Jember, petisi.co – Fakultas Hukum Universitas Muhammadiyah Jember kembali menunjukkan kiprah akademiknya melalui kegiatan “Ngaji Hukum: KUHAP Series” yang digelar di Aula FH UM Jember. Mengusung tema “Keadilan Restoratif, Perlindungan Advokat dan Bantuan Hukum”, kegiatan ini mengajak berbagai unsur Aparat Penegak Hukum (APH), akademisi, serta organisasi masyarakat sipil untuk bersama membedah draf Rancangan Undang-Undang Kitab Undang-Undang Hukum Acara Pidana (RUU KUHAP), khususnya dalam aspek restorative justice (RJ).
Dalam wawancaranya di hadapan awak media, Ahmad Suryono, S.H., M.H., Dekan FH UM Jember, menegaskan bahwa kegiatan “ngaji” merupakan tradisi intelektual khas Fakultas Hukum dalam mendalami dan mengkritisi undang-undang. “Kegiatan ini bertujuan menggali berbagai perspektif terhadap draf RUU KUHAP, agar kampus juga bisa memberi kontribusi nyata dalam pembentukan legislasi nasional,” jelasnya.

- _BAHAN YANG DISEDIAKAN_
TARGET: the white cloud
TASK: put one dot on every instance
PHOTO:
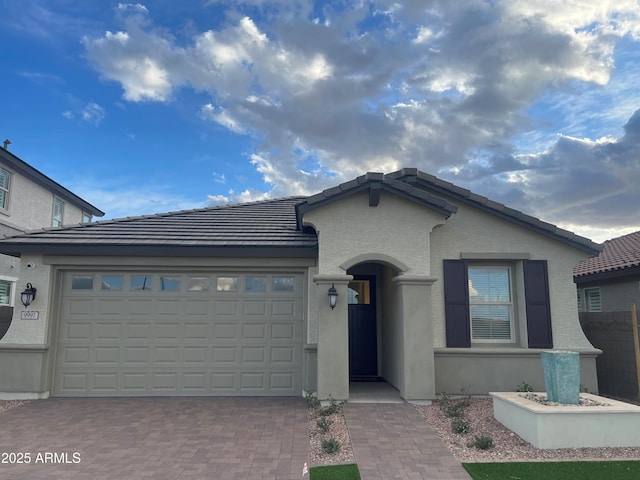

- _TUGAS DAN LATIHAN_
1) Apa tema kegiatan yang disebutkan dalam berita Ngaji Hukum?
2) Teruskan berita Ngaji Hukum dari kalimat terakhir yang tertulis.
Daftar tadi merupakan bahan tersendiri yang terpisah dari berita Ngaji Hukum.

- _HASIL TIAP TUGAS_
1) Keadilan Restoratif, Perlindungan Advokat dan Bantuan Hukum.

2)
Lebih lanjut, Ahmad Suryono menyampaikan, paradigma penerapan RJ di lapangan kerap menimbulkan tafsir yang beragam. Antar aparat penegak hukum seperti kepolisian, kejaksaan, dan pengadilan, seringkali memiliki pemahaman dan pendekatan yang berbeda. Akibatnya, masyarakat menjadi bingung dan bahkan curiga terhadap tujuan RJ yang sesungguhnya.
“Tidak bisa dipungkiri, ada kekhawatiran dari publik bahwa RJ hanya dijadikan celah kompromi hukum oleh oknum tertentu, dengan istilah populer ‘pemahaman 86’. Inilah yang harus kita kritisi bersama, sebab prinsip keadilan tidak boleh dibarter dengan kepentingan tertentu,” tegasnya.
Draf RUU KUHAP sebenarnya sudah mulai mengakomodir konsep keadilan restoratif dengan ruang-ruang penyelesaian di luar pengadilan. Menurut Ahmad Suryono, hal ini merupakan perkembangan positif karena mengedepankan pemulihan korban dan reintegrasi pelaku ke dalam masyarakat. Namun demikian, ia menegaskan bahwa kerangka pengaturannya harus jelas dan tegas agar tidak disalahgunakan.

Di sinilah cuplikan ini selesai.